*EJERCICIO CORTO A*:
Indica si cada afirmación coincide con la reseña de cine: (i) Paula Patton interpreta a la profesora de la protagonista; (ii) Lee Daniels busca que el espectador sienta pena y horror; (iii) a Mo´Nique la encontramos en el piso de abajo viendo la televisión. Responde sí o no y cita las palabras exactas de la reseña que lo deciden.

*TEXTO DE LECTURA*:
┄┄┄┄┄┄
Sin embargo, la vida está hecha de cruces de acera, de escaleras subidas y de traiciones anunciadas. Y lo mismo que da un bandazo para un lado, lo puede dar para otro. Y siempre hay un ángel, no importa si gordo, feo, tonto o inútil, que está dispuesto a cuidar de lo que más ama.
Muchas son las oscuridades por las que se mueve esa película. Visitamos la sordidez y la bajeza. Hacemos parada obligatoria en el perdón y en la incompetencia que puede llegar a dar un título. Tomamos un refresco en los pétalos de una flor que se va abriendo en medio del asfalto y en un cuaderno con todas sus hojas por escribir. Y la verdadera luz que refulge con su tiza en las manos es la de Paula Patton en el papel de la profesora de la protagonista, Gabourey Sibide. Y en el piso de abajo, viendo la televisión nos encontramos con Mo´Nique en un papel cuyo mérito reside en visitar registros extremos, en mirar con un odio incontrolado y dejar adivinarnos que hay algo de ternura reprimida, en crueldad ignorante y asistir a la evidencia del acomodo de una vida condenada al trago y a la indiferencia. Con ellas tres, la película se eleva a alturas de feminidad, de sabiduría atisbada en el barranco que siempre supone cualquier mujer. Además de todo ello, no cabe duda de que Lee Daniels realiza una historia sobria, con ocasionales visitas a la facilidad de unos sueños que nunca se van a cumplir y que, quizás, constituyen su mayor error. Por el contrario, se esfuerza en hacer que no sintamos pena, ni horror, sino tan sólo algunos instantes de humanidad sentida, breves momentos de solidaridad hacia alguien que se ha visto castigada por algo que cree que es el amor. El de una madre, el de un padre, el de un hijo, el de una maestra, el de una compañera. Ella, al fin y al cabo, es la auténtica estrella de su vida, la única protagonista. Y debe buscar aquello que ansía para que, al menos, pruebe algunos sorbos de la desconocida felicidad. Ella es preciosa.
┄┄┄┄┄┄
*MATERIAL DEL EJERCICIO*:
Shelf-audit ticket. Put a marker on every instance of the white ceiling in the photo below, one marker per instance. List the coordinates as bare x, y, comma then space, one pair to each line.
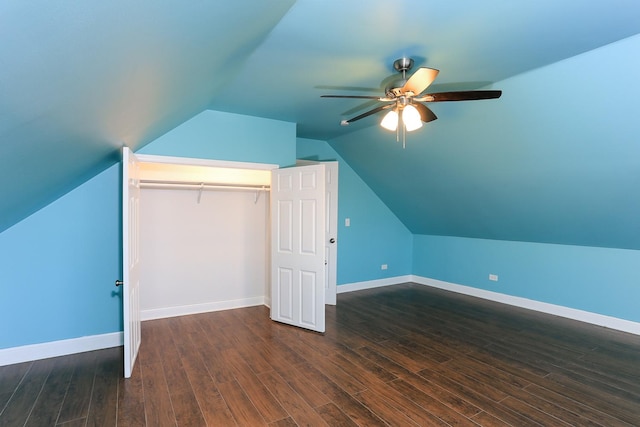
79, 79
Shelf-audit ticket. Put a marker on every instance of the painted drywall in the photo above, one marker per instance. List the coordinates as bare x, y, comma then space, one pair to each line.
598, 280
59, 266
555, 160
375, 236
226, 136
198, 250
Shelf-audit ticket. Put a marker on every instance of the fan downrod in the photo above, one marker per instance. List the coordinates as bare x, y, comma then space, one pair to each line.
403, 65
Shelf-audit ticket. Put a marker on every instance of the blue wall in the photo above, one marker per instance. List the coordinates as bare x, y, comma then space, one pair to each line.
59, 265
375, 236
226, 136
598, 280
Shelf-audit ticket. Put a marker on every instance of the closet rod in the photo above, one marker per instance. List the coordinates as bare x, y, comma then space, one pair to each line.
201, 185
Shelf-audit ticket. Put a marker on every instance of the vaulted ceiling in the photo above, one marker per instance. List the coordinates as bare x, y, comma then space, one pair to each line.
556, 159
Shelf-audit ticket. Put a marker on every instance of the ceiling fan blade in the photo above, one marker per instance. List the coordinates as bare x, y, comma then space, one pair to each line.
426, 115
420, 80
367, 114
469, 95
351, 96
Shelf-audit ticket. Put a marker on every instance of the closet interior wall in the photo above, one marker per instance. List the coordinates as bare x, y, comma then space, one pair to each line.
202, 252
204, 235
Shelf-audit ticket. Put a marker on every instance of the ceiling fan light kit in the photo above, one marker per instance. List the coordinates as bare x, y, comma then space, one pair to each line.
405, 103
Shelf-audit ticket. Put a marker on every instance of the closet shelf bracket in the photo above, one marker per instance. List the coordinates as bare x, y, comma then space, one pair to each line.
200, 192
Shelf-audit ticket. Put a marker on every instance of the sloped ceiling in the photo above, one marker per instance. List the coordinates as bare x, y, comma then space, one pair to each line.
78, 80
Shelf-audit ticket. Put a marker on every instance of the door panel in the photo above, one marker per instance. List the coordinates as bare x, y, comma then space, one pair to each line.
130, 258
297, 230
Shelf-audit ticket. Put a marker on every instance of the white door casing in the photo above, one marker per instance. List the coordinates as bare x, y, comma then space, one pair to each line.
331, 232
298, 246
130, 258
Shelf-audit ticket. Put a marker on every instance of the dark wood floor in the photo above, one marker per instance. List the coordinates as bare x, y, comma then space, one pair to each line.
402, 355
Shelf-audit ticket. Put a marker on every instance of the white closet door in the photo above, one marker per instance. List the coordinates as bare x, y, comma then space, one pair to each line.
298, 246
130, 258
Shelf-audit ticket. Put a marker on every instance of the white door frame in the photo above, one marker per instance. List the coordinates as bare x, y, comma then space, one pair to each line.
331, 237
130, 258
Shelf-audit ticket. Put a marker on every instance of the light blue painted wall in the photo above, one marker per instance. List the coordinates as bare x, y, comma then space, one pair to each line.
59, 265
375, 236
226, 136
598, 280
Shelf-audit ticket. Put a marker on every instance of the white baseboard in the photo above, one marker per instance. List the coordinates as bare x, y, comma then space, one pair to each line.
27, 353
357, 286
184, 310
543, 307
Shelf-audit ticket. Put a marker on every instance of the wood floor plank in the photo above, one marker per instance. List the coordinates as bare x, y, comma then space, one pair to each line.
301, 412
430, 404
333, 416
26, 394
78, 397
103, 406
10, 378
399, 355
262, 399
131, 411
47, 407
157, 401
299, 382
354, 409
241, 407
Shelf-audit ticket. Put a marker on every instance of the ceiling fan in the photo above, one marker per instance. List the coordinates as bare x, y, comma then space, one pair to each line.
404, 99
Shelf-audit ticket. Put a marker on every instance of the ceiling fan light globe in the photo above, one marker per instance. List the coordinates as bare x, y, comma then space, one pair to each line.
411, 118
390, 120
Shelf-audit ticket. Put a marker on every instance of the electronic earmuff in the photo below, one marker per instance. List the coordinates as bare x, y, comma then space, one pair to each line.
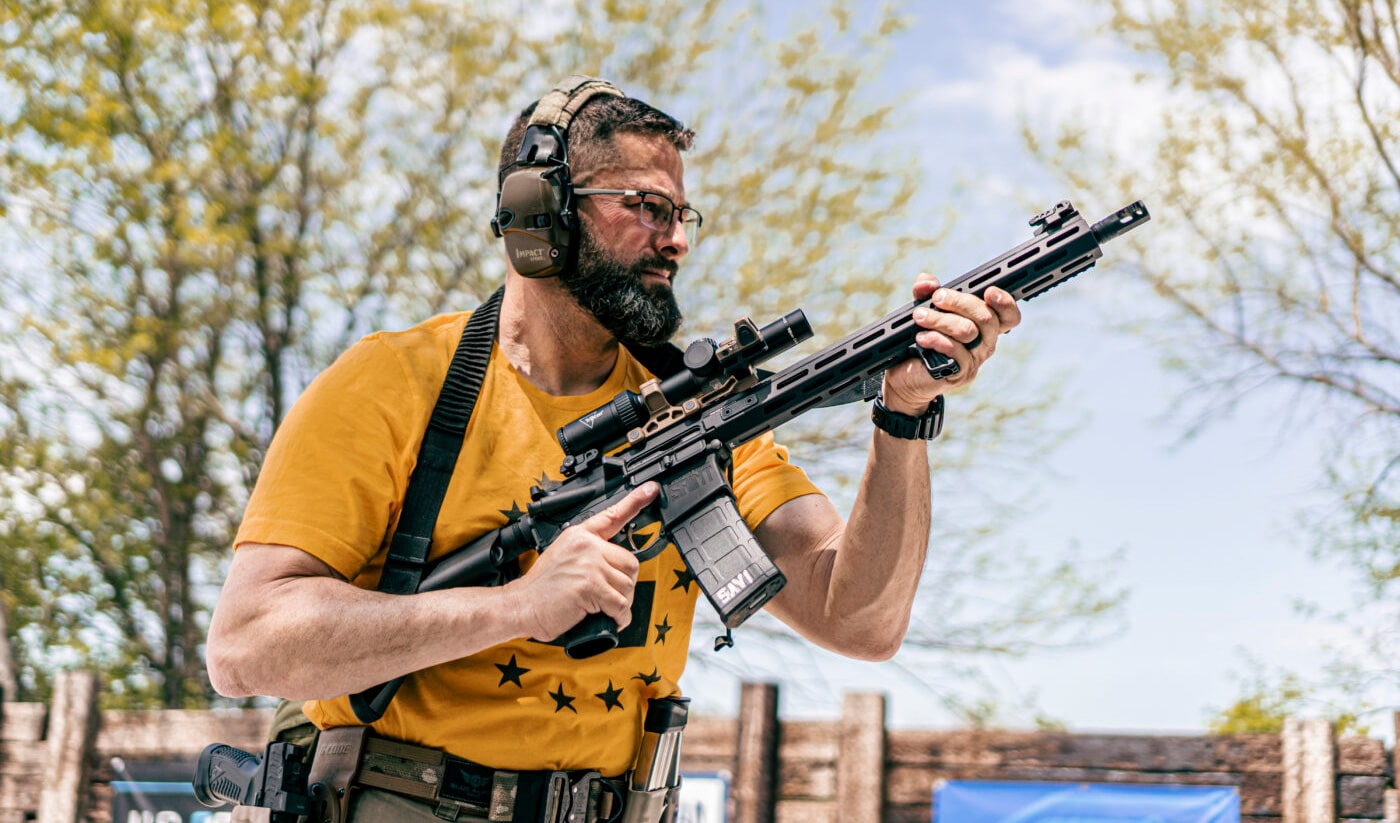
┄┄┄┄┄┄
*EJERCICIO CORTO B*:
Muestra todas las líneas de las entradas que contengan la palabra "blue". Se distinguen mayúsculas y minúsculas.

*RESPUESTA A*:
(i) Sí: "Paula Patton en el papel de la profesora de la protagonista".
(ii) No: "se esfuerza en hacer que no sintamos pena, ni horror".
(iii) Sí: "en el piso de abajo, viendo la televisión nos encontramos con Mo´Nique".

*RESPUESTA B*:
Shelf-audit ticket. Put a marker on every instance of the blue wall in the photo above, one marker per instance. List the coordinates as bare x, y, comma then space, one pair to each line.
Shelf-audit ticket. Put a marker on every instance of the light blue painted wall in the photo above, one marker per instance. List the coordinates as bare x, y, comma then space, one pair to each line.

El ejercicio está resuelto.